QUESTIONS TO ANSWER:
1. In the hill-top passage, list every kind of bird mentioned in the second paragraph along with what each one does.
2. Carry on the hill-top passage past its final sentence, keeping its voice and style.

EXERCISE PASSAGE:
The domination of unyielding law in the puny affairs of men—the unfathomableness of Mœra, the lot no man can escape—comes upon one afresh upon this hill-top. What clay we are in the hands of fate! “ἅπαντα τíχτει χθὼν πάλιν τε λαμβáνει,” cried Euripides—“all things the earth puts forth and takes again.”
But why should the efforts of men to build a human hive have here been wiped away—here where all nature is wholesome and in seeming unison with regulated human life? The air sparkles buoyantly up to your very eyes—and almost intoxicates you with its life and joy. Through its day-translucence crows cut their measured flight and brisker birds flitter, and when the young moon shines out of a warm west elegiac whippoorwills cry to the patient night.

PROVIDED INFORMATION:
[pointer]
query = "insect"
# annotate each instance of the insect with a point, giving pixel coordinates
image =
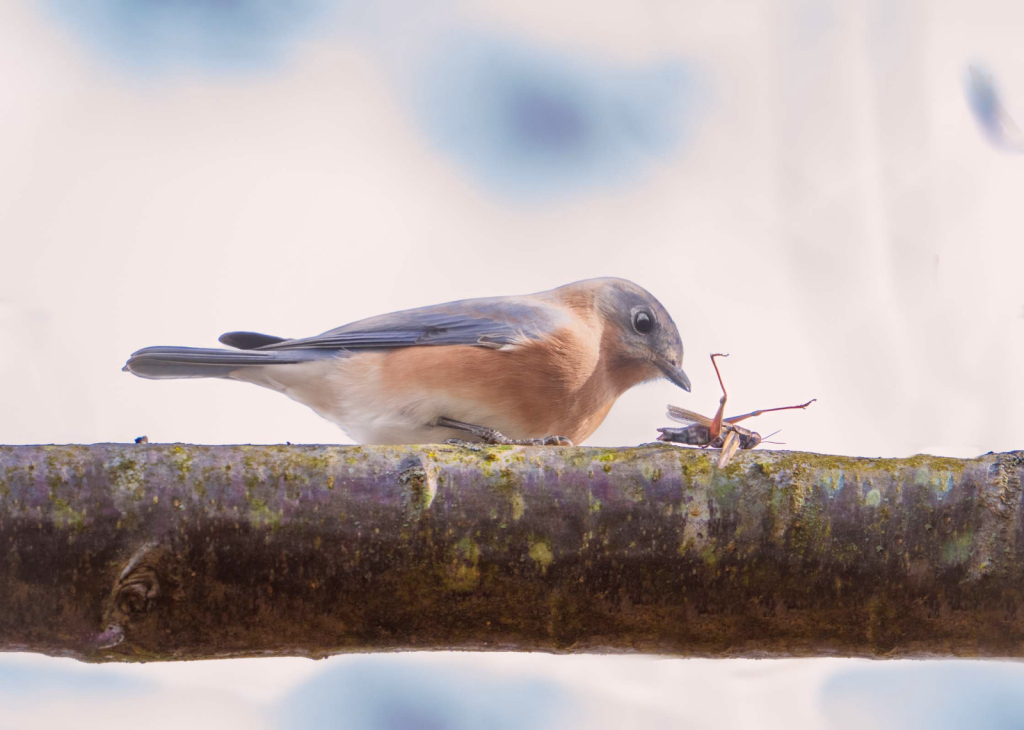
(718, 432)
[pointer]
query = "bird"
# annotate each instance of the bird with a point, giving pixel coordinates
(542, 369)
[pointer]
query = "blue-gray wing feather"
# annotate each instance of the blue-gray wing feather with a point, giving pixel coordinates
(485, 323)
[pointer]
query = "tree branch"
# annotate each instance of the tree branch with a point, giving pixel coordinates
(153, 552)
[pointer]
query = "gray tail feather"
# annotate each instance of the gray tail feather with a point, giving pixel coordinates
(159, 362)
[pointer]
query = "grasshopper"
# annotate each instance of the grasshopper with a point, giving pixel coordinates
(718, 432)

PER-TASK OUTPUTS:
1.
- Crows: cut their measured flight
- Brisker birds: flitter
- Elegiac whippoorwills: cry to the patient night

2.
Neither volcanic ashes nor flood, whirlwind nor earthquake—mere decay has here nullified men’s efforts for congregated life and work. The soil of the hill, porous and sandy, is of moderate fertility. Native oaks and chestnuts, slender birches and fragrant hemlocks, with undergrowths of coral-flowering laurel, clothe its slopes. Over its sandstone ledges brooks of soft water treble minor airs—before they go loitering among succulent grasses and spearmint and other thirsty brothers of the distant meadows.
Nearly two hundred years ago pioneers of a Roundhead, independent type—the type which led William of Orange across the Channel for preservation of that liberty which Englishmen for hundreds of years had spoken of as “antient”—such men broke this sod, till then untouched by axe or plough. They made clearings, and grouped their hand-hewn houses just where in cool mornings of summer they could see the mists roll up from their hill-locked pond to meet the rosy day; just where, when the sun sank behind the distant New York mountains, they could catch within their windows his last shaft of gold.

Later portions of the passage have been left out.